-- INPUT follows --
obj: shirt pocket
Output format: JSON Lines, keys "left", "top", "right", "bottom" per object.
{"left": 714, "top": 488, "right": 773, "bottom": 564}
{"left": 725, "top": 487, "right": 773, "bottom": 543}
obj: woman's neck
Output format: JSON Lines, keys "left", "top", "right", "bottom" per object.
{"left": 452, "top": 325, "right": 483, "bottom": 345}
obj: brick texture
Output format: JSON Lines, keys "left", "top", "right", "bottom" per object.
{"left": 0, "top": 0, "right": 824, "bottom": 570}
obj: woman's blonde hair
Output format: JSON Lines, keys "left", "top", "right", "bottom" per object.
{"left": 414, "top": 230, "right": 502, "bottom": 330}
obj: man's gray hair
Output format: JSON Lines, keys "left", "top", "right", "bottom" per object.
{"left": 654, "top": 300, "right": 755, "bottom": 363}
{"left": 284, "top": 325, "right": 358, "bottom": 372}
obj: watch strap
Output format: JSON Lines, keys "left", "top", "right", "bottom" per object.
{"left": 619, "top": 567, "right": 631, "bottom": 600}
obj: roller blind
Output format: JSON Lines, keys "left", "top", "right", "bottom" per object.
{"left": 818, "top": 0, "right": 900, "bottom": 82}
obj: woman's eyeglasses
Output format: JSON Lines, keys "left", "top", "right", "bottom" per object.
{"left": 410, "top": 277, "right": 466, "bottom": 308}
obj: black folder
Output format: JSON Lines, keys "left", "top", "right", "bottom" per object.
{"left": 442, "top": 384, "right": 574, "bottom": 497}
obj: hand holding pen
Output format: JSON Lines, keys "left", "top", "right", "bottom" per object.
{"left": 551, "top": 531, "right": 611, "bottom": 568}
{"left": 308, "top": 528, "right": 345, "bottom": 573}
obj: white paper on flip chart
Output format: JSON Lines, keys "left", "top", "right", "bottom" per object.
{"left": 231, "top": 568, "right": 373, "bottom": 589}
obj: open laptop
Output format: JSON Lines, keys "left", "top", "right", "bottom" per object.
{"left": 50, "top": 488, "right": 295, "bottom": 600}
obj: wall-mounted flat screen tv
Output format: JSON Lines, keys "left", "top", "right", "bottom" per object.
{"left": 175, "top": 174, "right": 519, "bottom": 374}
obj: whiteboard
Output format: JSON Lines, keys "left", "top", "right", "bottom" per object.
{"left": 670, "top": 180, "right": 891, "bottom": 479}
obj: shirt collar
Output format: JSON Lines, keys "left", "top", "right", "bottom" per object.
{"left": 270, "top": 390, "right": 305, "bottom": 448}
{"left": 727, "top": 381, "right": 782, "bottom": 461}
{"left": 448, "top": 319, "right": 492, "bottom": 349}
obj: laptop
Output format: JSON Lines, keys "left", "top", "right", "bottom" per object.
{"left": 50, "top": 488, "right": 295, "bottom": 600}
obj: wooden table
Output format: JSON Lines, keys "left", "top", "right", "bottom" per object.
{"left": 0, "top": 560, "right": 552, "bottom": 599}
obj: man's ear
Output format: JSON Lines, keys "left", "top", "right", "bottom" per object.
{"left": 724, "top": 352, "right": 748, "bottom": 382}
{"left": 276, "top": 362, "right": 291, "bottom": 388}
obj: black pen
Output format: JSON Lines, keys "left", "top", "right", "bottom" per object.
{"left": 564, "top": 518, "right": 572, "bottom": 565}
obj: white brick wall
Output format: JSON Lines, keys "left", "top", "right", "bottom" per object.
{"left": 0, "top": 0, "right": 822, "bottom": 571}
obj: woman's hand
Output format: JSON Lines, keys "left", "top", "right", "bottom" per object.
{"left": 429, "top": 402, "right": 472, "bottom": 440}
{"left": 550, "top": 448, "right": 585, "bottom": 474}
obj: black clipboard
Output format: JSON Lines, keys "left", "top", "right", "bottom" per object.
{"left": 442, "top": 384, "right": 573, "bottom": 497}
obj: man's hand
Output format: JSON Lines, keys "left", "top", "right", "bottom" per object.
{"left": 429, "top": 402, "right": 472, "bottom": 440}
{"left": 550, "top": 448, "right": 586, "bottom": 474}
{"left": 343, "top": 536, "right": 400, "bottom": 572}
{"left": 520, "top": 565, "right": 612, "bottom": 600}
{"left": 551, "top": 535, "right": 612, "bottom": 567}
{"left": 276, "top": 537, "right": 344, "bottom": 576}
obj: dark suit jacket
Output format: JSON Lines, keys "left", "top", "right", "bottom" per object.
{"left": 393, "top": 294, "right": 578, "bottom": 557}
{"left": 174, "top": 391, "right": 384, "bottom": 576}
-- INPUT concluded --
→ **WHAT THE TASK REQUIRES**: Only the lines from the one containing "obj: laptop" through the last line of the records are to be set down, exactly as they appear.

→ **RESPONSE BELOW**:
obj: laptop
Output format: JSON Lines, keys "left", "top", "right", "bottom" per object.
{"left": 50, "top": 488, "right": 295, "bottom": 600}
obj: wooden table
Output format: JSON Lines, keys "left", "top", "right", "bottom" per object.
{"left": 0, "top": 560, "right": 552, "bottom": 599}
obj: man's ear
Output format: JSON Lines, keys "left", "top", "right", "bottom" per object.
{"left": 724, "top": 352, "right": 748, "bottom": 382}
{"left": 276, "top": 362, "right": 291, "bottom": 388}
obj: black pen
Output format: JSON Lines, keys "left", "top", "right", "bottom" per object.
{"left": 564, "top": 518, "right": 572, "bottom": 565}
obj: white brick wall
Output format: JSON Lines, keys "left", "top", "right", "bottom" per object.
{"left": 0, "top": 0, "right": 822, "bottom": 571}
obj: woman's hand
Output format: JSON Lines, keys "left", "top", "right", "bottom" per object.
{"left": 429, "top": 402, "right": 472, "bottom": 440}
{"left": 550, "top": 448, "right": 585, "bottom": 474}
obj: black clipboard
Output format: JSON Lines, keys "left", "top", "right", "bottom" per object.
{"left": 442, "top": 384, "right": 573, "bottom": 497}
obj: man's hand
Output format: JSON Lines, keys "left", "top", "right", "bottom" per object.
{"left": 429, "top": 402, "right": 472, "bottom": 440}
{"left": 550, "top": 448, "right": 586, "bottom": 474}
{"left": 343, "top": 536, "right": 400, "bottom": 572}
{"left": 520, "top": 565, "right": 612, "bottom": 600}
{"left": 551, "top": 535, "right": 612, "bottom": 567}
{"left": 276, "top": 537, "right": 344, "bottom": 576}
obj: dark suit jacket
Output format: JSON Lines, keys "left", "top", "right", "bottom" per object.
{"left": 393, "top": 294, "right": 578, "bottom": 557}
{"left": 174, "top": 391, "right": 384, "bottom": 576}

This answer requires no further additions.